#### [Challenge 1]
Name each kind of material that the Emma Borden article says The Hatchet has already unearthed.
#### [Challenge 2]
Reproduce the Emma Borden article between "The Hatchet: A" and "Fall River, Massachusetts.", inclusive.

#### [Extract provided]
....
The Hatchet: A Journal of Lizzie Borden & Victorian America

Emma Borden: Found

According to the photographer’s imprint on its reverse, the carte-de-visite (CDV) of Emma Borden was photographed at the Melville Sumner studio, when it was located at 5 S. Main Street, Fall River, Massachusetts.

by Stefani Koorey, PhD

First published in November/December, 2008, Volume 5, Issue 4, The Hatchet: Journal of Lizzie Borden Studies.


Through our indefatigable focus on pioneering scholarship and cutting-edge investigations into the hitherto uncharted realms of the Borden murders of 1892, Fall River history, and Victorian America, The Hatchet has already unearthed a considerable amount of groundbreaking artifacts, ephemera, documents, photographs, and data. 

 

Known photograph of Emma Borden, undated. Courtesy of the Fall River Historical Society.
Recently found image of Emma Borden, circa 1873-1877. Courtesy of Stefani Koorey.
....
#### [Record excerpts]

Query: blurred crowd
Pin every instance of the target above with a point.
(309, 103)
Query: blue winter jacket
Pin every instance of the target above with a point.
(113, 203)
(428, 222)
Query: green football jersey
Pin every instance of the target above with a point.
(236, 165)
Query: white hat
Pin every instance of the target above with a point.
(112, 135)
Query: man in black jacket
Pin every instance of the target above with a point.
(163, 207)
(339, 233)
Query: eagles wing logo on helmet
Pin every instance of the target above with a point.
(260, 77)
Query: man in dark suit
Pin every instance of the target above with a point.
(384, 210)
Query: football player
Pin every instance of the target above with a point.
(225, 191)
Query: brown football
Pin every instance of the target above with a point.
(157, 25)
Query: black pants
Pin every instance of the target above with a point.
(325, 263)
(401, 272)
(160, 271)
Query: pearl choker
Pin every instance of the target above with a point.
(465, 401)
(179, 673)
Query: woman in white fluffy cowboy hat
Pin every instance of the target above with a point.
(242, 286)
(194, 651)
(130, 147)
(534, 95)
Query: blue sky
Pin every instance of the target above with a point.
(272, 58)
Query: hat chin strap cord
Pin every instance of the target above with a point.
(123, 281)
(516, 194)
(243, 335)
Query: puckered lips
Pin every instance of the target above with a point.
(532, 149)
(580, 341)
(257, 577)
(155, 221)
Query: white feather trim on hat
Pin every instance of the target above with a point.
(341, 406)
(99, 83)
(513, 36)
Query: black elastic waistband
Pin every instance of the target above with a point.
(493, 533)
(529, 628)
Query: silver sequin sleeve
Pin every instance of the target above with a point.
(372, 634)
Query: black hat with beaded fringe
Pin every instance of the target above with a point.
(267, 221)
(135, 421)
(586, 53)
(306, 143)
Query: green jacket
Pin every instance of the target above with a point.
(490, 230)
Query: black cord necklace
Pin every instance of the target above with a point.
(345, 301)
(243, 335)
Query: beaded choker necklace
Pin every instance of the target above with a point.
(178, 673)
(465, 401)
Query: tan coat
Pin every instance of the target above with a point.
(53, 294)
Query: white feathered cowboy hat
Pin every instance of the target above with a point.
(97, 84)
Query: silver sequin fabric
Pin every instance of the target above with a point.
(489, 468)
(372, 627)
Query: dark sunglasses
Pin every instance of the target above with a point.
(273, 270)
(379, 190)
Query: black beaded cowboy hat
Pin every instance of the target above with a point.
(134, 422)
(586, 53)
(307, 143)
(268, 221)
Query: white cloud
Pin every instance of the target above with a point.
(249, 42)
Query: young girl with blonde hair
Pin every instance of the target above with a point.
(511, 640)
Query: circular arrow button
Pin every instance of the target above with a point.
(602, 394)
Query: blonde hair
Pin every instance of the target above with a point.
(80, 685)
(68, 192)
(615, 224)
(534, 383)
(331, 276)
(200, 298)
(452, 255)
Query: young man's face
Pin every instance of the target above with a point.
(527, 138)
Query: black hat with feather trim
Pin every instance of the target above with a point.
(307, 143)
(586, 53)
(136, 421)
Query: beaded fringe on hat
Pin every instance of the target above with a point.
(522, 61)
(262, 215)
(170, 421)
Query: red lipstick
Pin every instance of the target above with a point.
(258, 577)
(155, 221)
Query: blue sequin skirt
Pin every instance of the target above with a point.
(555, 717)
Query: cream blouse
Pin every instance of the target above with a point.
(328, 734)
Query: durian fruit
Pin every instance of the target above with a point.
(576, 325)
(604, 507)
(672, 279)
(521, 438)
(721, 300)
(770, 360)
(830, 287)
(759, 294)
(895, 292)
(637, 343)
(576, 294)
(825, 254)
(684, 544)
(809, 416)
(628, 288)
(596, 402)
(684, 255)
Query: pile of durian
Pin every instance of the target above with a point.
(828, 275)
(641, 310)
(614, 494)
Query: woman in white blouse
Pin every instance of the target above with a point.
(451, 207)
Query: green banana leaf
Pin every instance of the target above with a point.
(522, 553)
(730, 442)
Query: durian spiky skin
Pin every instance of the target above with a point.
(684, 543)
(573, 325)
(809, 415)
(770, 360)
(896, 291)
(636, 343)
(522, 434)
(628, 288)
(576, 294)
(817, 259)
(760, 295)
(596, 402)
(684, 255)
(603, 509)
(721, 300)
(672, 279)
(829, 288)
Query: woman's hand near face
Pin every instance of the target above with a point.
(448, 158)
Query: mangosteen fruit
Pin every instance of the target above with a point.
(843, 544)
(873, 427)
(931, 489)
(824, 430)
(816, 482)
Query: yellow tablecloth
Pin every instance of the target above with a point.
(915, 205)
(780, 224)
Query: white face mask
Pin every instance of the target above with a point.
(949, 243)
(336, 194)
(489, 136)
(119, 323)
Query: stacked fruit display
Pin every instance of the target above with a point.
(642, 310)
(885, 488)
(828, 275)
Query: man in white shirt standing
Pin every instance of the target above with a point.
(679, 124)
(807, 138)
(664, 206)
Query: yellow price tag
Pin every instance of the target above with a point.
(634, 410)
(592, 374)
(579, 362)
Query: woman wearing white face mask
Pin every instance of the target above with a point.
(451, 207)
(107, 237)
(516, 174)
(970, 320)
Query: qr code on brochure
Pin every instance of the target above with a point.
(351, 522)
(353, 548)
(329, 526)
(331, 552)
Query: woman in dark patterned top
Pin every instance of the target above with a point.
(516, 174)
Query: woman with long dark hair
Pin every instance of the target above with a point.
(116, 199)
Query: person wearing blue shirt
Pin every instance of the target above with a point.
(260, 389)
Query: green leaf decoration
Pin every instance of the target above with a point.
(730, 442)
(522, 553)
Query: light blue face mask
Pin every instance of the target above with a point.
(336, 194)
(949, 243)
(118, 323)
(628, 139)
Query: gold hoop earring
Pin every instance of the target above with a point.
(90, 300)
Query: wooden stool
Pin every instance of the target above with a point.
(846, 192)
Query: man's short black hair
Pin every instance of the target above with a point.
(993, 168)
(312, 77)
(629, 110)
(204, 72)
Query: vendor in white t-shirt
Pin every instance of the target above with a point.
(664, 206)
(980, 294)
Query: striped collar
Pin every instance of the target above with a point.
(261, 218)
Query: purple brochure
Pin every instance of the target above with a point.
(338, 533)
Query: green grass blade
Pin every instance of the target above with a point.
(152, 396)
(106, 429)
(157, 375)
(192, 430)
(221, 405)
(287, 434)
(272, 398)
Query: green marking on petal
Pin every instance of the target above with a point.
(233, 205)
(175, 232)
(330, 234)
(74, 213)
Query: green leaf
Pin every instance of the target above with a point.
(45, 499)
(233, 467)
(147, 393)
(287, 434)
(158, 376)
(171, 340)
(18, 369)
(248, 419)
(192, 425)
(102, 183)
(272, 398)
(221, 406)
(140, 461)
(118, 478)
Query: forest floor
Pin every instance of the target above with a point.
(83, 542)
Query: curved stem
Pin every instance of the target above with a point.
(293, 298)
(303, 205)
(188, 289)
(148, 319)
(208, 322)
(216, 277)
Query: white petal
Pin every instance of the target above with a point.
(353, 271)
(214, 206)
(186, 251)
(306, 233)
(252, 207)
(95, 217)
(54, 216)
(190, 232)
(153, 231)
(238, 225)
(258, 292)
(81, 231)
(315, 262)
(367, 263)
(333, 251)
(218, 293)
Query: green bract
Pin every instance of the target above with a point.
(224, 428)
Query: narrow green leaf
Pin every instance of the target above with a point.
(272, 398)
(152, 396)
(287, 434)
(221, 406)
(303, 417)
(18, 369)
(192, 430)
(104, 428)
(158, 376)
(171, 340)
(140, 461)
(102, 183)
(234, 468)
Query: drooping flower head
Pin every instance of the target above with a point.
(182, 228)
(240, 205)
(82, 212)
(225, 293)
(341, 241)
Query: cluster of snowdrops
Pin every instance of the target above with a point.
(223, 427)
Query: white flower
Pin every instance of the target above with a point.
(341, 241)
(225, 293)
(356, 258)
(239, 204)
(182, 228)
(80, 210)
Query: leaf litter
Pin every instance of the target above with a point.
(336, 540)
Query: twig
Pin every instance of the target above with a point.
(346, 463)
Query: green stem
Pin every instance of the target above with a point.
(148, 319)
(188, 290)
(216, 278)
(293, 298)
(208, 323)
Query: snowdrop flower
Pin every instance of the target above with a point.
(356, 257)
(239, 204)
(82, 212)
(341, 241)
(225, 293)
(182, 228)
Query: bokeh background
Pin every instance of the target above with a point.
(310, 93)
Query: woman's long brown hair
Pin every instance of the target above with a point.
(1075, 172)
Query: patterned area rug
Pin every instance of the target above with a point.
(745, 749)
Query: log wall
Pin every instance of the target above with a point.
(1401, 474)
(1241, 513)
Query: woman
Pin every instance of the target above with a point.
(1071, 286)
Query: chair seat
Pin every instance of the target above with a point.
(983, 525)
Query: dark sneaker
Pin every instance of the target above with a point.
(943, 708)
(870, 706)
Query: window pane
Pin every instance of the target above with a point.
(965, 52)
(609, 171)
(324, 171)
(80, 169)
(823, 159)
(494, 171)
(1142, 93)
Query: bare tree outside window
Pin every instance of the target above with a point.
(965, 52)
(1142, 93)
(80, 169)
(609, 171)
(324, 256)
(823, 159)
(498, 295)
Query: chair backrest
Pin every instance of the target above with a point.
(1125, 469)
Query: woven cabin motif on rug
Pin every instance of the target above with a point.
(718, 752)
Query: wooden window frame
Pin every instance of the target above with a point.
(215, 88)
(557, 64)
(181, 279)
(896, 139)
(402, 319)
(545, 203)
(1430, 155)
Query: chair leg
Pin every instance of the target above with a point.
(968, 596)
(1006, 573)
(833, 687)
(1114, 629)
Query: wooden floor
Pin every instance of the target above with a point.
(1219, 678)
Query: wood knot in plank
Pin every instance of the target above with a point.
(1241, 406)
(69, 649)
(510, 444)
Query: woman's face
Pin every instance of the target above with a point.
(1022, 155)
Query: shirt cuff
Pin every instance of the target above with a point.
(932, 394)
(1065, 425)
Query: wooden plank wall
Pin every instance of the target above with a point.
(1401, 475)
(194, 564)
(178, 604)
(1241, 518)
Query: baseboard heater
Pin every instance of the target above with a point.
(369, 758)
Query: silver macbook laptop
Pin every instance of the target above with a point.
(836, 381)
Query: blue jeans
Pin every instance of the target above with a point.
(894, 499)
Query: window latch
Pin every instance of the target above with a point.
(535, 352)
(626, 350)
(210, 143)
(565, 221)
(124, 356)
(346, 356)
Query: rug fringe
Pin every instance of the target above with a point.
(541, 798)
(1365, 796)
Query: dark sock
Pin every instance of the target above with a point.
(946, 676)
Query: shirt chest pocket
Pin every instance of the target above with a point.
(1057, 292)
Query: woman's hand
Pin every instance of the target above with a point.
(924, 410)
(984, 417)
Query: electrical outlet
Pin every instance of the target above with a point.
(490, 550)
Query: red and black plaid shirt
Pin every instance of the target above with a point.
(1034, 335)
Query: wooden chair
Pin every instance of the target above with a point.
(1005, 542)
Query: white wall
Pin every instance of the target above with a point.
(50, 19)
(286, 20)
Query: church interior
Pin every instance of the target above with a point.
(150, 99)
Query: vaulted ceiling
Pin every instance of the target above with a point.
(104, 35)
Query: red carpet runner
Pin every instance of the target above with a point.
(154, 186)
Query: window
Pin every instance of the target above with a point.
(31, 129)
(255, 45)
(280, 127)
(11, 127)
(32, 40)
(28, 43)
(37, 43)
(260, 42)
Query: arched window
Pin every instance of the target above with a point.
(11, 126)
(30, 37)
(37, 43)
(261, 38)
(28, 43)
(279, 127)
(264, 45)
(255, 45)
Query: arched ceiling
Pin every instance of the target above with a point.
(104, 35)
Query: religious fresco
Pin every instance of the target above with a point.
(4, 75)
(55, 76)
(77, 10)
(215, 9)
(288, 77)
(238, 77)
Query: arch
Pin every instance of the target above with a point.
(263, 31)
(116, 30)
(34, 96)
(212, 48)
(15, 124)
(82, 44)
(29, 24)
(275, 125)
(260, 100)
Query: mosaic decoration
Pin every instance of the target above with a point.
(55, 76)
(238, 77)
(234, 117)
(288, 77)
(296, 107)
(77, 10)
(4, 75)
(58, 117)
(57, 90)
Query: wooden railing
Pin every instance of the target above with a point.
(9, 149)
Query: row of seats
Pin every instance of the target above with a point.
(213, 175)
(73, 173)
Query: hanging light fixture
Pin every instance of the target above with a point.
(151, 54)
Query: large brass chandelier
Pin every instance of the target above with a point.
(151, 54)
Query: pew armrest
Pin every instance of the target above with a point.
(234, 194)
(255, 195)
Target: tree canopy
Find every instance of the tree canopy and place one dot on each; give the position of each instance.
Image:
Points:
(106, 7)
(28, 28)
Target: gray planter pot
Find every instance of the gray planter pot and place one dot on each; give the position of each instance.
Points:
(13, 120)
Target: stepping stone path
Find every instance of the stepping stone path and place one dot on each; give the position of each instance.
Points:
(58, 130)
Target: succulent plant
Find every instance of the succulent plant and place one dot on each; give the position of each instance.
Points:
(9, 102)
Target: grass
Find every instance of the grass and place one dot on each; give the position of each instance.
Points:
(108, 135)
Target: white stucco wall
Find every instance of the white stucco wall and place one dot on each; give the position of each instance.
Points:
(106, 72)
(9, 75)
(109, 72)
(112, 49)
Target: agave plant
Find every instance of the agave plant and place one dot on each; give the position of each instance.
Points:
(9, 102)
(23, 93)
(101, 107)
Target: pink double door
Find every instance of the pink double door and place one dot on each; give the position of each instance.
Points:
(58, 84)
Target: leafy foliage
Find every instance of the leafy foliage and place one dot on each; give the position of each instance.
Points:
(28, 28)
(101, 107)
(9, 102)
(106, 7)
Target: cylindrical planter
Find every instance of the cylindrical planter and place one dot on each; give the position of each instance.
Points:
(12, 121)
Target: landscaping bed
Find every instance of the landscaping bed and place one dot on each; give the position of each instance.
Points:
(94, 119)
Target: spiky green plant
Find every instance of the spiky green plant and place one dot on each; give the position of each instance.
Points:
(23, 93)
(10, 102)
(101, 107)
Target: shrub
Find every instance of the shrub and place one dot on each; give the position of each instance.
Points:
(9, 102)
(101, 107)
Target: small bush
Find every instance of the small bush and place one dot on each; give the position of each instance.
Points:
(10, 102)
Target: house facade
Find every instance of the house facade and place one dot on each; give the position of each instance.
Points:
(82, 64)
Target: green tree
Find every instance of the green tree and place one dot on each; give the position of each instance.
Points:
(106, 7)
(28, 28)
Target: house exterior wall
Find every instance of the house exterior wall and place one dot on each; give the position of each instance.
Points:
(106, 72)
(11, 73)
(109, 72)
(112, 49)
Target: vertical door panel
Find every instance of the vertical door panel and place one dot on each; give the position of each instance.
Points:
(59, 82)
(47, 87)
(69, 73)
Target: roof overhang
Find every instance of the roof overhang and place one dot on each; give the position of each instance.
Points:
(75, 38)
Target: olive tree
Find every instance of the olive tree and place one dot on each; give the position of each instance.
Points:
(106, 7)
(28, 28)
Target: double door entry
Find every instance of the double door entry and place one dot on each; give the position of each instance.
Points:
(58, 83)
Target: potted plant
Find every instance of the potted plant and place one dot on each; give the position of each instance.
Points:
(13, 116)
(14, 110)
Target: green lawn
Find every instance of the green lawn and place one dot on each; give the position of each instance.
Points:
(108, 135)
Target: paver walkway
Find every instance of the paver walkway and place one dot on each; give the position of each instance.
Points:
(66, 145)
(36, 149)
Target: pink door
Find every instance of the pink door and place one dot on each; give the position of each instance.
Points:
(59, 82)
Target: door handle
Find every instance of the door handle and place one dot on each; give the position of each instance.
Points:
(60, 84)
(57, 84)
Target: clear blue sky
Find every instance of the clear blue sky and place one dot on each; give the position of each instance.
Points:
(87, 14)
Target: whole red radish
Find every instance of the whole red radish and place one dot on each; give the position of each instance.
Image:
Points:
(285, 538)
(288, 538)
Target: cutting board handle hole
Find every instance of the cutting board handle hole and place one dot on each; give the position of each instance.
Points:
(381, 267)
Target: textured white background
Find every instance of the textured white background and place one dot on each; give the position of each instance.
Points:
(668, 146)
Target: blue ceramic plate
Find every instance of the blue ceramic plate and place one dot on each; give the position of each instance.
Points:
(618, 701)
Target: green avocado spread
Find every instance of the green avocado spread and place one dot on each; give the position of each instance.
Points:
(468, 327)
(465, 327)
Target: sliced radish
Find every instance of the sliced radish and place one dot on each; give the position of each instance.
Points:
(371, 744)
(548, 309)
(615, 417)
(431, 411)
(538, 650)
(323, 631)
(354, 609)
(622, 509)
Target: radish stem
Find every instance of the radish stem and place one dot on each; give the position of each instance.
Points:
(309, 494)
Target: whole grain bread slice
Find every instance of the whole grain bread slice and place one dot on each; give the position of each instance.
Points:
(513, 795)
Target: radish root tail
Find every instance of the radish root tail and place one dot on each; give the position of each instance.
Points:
....
#### [Final result 1]
- artifacts
- ephemera
- documents
- photographs
- data

#### [Final result 2]
The Hatchet: A Journal of Lizzie Borden & Victorian America

Emma Borden: Found

According to the photographer’s imprint on its reverse, the carte-de-visite (CDV) of Emma Borden was photographed at the Melville Sumner studio, when it was located at 5 S. Main Street, Fall River, Massachusetts.